(Exercise passage)
___

Pa. receives poor grade for reducing tobacco use

Report from Am. Lung Assn. cites failures that are costing lives

Screen Shot 2014-01-21 at 3.03.45 PMPennsylvania received grades ranging from failing to mediocre when it came to taking steps to reduce tobacco use in 2013, said a news release on Tuesday, Jan. 21, from the American Lung Association.

Less than a week after the new Surgeon General’s report on smoking and health – which warns 5.6 million of today’s youth will die from tobacco use unless action is taken – the Lung Association’s “State of Tobacco Control 2014” issues an urgent call to action to policymakers across the country to reverse their present course and commit to eliminating tobacco-caused death and disease.

Pennsylvania received the following grades for 2013: “F” in funding for tobacco prevention and control programs, “C” in smokefree air, “C” in cigarette tax, and “F” in cessation coverage, the release said.

Smoking“We made some progress in protecting our citizens from tobacco-caused diseases like lung cancer and COPD through our prevention and cessation initiatives,” said Deb Brown, CEO of the American Lung Association of the Mid Atlantic, which serves Delaware, New Jersey, Pennsylvania, and West Virginia.  “But our state’s leaders still need to do more, especially when it comes to helping smokers quit and eliminating the gaping exemptions to the clean indoor air law. All workers in the state should receive equal protection from secondhand smoke.”

Tobacco causes an estimated 20,000 deaths in the Keystone state annually and costs the economy over $9 billion in healthcare and lost productivity, the release said. The release says Pennsylvania could earn an “A” instead of a “C” for smoke-free air if the exemptions in the clean indoor air law were eliminated. Casinos and some bars still allow indoor smoking, exposing workers to the dangers of secondhand smoke.

Prevention and cessation funding could be in jeopardy in Pennsylvania because of an unfavorable arbitration ruling in September 2013 between the state and the tobacco industry participating in the Master Settlement Agreement.  To ensure continued funding, the American Lung Association advocates for increased cigarette taxes and for a tax on other tobacco products, the release said.

___

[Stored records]
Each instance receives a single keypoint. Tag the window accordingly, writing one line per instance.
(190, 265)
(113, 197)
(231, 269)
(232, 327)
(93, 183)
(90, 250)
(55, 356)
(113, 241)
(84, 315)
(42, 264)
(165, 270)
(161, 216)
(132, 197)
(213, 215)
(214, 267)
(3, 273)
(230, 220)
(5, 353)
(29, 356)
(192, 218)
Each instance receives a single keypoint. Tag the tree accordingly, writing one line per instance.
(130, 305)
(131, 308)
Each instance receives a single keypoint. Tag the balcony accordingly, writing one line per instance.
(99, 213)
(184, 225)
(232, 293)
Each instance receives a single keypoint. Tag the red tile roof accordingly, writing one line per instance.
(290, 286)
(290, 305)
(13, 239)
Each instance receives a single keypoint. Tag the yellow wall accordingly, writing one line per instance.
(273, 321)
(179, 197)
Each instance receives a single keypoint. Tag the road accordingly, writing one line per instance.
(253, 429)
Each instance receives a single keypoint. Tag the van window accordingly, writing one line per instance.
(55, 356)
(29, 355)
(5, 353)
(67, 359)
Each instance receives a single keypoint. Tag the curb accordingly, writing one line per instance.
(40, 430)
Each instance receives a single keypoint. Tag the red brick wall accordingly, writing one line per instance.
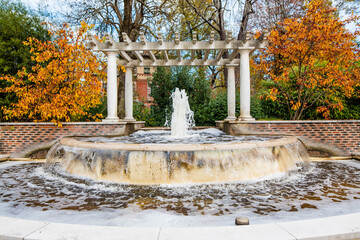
(342, 136)
(19, 139)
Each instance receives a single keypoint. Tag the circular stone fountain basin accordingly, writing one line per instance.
(176, 161)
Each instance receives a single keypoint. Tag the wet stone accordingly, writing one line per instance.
(241, 221)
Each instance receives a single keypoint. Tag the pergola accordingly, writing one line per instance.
(135, 54)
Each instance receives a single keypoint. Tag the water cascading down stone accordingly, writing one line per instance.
(179, 156)
(182, 117)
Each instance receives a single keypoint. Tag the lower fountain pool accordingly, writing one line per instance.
(318, 189)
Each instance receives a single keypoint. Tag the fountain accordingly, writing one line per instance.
(180, 157)
(191, 178)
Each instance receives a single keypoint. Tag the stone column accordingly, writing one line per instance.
(245, 86)
(231, 92)
(129, 95)
(112, 87)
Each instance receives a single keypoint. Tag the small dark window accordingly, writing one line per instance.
(147, 70)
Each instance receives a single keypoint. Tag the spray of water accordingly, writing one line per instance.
(182, 117)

___

(Problem set)
1 > Decide whether each statement below agrees with the Pennsylvania tobacco article, answering yes or no and quoting the deciding words of the article: (a) Pennsylvania got a "C" for its cigarette tax in 2013. (b) Casinos in Pennsylvania no longer permit indoor smoking. (c) Tobacco costs Pennsylvania's economy more than $9 billion in healthcare and lost productivity.
2 > Pick up the Pennsylvania tobacco article after its final sentence and continue it.

(Answers by item number)
1 >
(a) Yes: “C” in cigarette tax
(b) No: Casinos and some bars still allow indoor smoking
(c) Yes: costs the economy over $9 billion in healthcare and lost productivity

2 >
The American Lung Association will continue to advocate that private health insurance plans offer comprehensive coverage of tobacco cessation treatments. The association also urges Pennsylvania to fund prevention programs, the release said.

“Despite great strides in reducing smoking rates in America, tobacco use remains the leading cause of preventable death and illness in the U.S.,” said Brown.” The new Surgeon General’s report  has linked smoking to nearly all organs of the body and causes illnesses such as  heart  and lung disease; stroke; cancer of the liver, lung, colon; diabetes mellitus, rheumatoid arthritis, impaired fertility, erectile dysfunction and age-related macular-degeneration.”

“State of Tobacco Control 2014” found that the tobacco industry continued its ruthless pursuit of addicting new, young users, and keeping current users from quitting in 2013.  This included efforts at the federal and state levels to exempt their products from meaningful public health protections.

The three largest cigarette manufacturers continued their aggressive expansion into tobacco products other than cigarettes in 2013, including smokeless tobacco, cigars and now e-cigarettes. A recent CDC study showed that the use of e-cigarettes among youth doubled from 2011 to 2012.  There is no federal oversight of these products, and the e-cigarette industry is pulling its marketing tactics from Big Tobacco’s playbook by using celebrity spokespeople to glamorize its products, making unproven health claims, encouraging smokers to switch instead of quit, and creating candy- and fruit-flavored products to attract youth, the release said.

“We are faced with a deep-pocketed, ever-evolving tobacco industry that’s determined to maintain its market share at the expense of our kids and current smokers,” said Brown.

The American Lung Association and its partners called for action by all levels of government to achieve three goals: Reduce smoking rates, currently at about 18 percent, to less than 10 percent within 10 years; protect all Americans from secondhand smoke within five years; and ultimately eliminate the death and disease caused by tobacco use.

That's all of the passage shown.